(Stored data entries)
┌──
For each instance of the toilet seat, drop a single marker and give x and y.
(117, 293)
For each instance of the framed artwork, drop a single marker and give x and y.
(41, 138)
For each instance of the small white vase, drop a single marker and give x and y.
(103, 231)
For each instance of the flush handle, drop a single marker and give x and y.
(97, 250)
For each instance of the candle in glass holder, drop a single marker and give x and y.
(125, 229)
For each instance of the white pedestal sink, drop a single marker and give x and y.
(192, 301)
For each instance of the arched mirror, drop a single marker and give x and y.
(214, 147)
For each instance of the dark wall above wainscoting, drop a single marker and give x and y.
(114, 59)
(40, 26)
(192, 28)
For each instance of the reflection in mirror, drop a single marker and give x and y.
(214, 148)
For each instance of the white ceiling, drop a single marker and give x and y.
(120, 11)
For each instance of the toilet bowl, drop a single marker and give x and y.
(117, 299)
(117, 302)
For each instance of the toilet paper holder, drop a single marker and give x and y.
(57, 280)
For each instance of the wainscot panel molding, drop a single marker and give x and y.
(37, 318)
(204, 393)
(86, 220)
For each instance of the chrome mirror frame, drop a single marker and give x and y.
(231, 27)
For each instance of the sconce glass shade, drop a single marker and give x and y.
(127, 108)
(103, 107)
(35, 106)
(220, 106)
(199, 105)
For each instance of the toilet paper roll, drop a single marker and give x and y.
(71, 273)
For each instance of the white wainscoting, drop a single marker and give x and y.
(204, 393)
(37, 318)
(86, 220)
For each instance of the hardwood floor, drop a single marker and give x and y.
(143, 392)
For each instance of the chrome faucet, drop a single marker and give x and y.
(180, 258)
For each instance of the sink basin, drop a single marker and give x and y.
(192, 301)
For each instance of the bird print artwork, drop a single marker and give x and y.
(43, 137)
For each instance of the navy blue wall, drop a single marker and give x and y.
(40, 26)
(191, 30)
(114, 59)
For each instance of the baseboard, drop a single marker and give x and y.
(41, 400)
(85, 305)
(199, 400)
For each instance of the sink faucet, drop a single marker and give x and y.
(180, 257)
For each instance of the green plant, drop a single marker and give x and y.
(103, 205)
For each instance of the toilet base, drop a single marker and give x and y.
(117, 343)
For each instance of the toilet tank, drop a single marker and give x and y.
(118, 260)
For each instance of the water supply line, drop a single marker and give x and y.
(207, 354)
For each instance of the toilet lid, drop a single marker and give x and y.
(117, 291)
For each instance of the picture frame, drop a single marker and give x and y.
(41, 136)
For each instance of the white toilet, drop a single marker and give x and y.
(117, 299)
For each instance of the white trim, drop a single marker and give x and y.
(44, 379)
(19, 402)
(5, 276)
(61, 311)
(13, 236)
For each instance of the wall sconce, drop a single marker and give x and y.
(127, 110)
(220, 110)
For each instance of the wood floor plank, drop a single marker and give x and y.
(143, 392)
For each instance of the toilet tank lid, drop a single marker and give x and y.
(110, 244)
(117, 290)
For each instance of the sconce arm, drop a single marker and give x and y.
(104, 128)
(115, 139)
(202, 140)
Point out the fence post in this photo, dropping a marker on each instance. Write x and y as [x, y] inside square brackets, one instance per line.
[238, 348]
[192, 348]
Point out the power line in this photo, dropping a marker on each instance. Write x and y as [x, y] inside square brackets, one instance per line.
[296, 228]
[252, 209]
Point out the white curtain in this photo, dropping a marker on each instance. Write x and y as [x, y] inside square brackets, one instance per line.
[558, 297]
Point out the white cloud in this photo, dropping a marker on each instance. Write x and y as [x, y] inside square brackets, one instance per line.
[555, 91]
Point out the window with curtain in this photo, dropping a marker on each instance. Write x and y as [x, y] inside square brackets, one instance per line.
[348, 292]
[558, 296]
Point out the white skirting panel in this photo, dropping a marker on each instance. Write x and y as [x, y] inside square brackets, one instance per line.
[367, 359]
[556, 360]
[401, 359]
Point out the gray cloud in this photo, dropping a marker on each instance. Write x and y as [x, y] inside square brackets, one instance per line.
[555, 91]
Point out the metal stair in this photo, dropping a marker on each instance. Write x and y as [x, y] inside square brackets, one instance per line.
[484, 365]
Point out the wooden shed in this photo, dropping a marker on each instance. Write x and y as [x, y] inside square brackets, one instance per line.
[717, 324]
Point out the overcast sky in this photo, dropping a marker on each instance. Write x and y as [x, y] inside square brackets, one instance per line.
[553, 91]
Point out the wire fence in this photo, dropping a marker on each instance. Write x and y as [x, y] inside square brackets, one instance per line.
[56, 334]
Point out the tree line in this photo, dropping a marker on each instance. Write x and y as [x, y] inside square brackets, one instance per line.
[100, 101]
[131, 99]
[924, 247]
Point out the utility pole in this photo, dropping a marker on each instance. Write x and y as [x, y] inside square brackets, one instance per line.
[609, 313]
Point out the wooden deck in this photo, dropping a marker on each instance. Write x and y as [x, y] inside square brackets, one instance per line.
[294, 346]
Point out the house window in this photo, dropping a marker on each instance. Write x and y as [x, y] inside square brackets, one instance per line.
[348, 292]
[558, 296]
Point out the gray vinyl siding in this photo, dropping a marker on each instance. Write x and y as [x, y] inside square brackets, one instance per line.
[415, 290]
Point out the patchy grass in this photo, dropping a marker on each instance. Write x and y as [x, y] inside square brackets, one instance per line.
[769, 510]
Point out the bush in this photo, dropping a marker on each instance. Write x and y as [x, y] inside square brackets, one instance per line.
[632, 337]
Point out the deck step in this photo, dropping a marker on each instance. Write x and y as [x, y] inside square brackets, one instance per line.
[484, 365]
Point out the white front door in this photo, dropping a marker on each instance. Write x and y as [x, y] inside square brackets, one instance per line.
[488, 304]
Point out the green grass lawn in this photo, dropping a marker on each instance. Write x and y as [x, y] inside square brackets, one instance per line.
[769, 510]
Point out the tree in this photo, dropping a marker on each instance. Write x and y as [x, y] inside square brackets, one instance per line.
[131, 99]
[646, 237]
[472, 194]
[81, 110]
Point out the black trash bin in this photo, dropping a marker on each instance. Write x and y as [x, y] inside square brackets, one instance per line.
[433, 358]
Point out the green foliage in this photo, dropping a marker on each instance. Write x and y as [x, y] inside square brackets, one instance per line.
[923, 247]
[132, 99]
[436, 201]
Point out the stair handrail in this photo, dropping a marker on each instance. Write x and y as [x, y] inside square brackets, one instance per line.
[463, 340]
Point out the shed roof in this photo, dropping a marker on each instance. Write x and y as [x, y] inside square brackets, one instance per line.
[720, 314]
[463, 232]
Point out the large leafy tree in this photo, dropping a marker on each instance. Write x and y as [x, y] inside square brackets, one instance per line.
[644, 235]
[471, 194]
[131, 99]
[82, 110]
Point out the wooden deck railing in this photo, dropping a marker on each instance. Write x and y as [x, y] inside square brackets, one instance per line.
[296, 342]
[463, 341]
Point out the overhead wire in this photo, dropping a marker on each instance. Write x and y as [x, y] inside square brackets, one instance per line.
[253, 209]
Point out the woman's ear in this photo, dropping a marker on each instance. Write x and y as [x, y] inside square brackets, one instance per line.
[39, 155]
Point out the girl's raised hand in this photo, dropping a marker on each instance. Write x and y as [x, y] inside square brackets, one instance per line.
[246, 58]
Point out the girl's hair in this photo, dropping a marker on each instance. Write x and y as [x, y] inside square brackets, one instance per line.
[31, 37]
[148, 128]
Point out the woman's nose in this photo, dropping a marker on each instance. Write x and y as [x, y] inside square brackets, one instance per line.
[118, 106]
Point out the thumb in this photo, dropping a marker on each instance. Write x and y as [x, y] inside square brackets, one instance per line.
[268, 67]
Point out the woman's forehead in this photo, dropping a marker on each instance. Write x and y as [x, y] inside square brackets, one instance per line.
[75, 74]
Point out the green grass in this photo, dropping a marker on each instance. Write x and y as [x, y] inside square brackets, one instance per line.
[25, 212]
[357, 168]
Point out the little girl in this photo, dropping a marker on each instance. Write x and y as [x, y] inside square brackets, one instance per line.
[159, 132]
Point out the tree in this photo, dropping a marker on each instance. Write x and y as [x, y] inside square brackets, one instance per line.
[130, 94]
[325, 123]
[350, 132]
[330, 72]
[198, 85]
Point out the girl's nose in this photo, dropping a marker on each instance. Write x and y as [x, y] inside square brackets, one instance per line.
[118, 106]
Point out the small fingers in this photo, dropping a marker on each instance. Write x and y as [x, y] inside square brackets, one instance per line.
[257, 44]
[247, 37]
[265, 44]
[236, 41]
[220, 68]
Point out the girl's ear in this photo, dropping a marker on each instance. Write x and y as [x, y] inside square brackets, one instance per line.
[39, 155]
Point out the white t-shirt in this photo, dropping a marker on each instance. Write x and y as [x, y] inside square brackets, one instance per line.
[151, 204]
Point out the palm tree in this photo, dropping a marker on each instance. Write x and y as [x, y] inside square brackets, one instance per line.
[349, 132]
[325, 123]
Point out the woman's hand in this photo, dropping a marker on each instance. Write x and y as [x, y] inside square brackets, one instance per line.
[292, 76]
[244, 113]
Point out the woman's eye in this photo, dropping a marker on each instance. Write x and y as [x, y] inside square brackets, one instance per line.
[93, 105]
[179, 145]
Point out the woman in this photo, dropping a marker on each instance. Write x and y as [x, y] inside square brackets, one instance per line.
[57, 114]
└──
## PROBLEM REQUIREMENTS:
Set down exactly what runs from the line containing "Point out the woman in" through the last line above, both lines included.

## OUTPUT:
Point out the woman in this photo, dropping a marker on each instance. Write x and y as [x, y] inside square brackets, one instance per line.
[57, 114]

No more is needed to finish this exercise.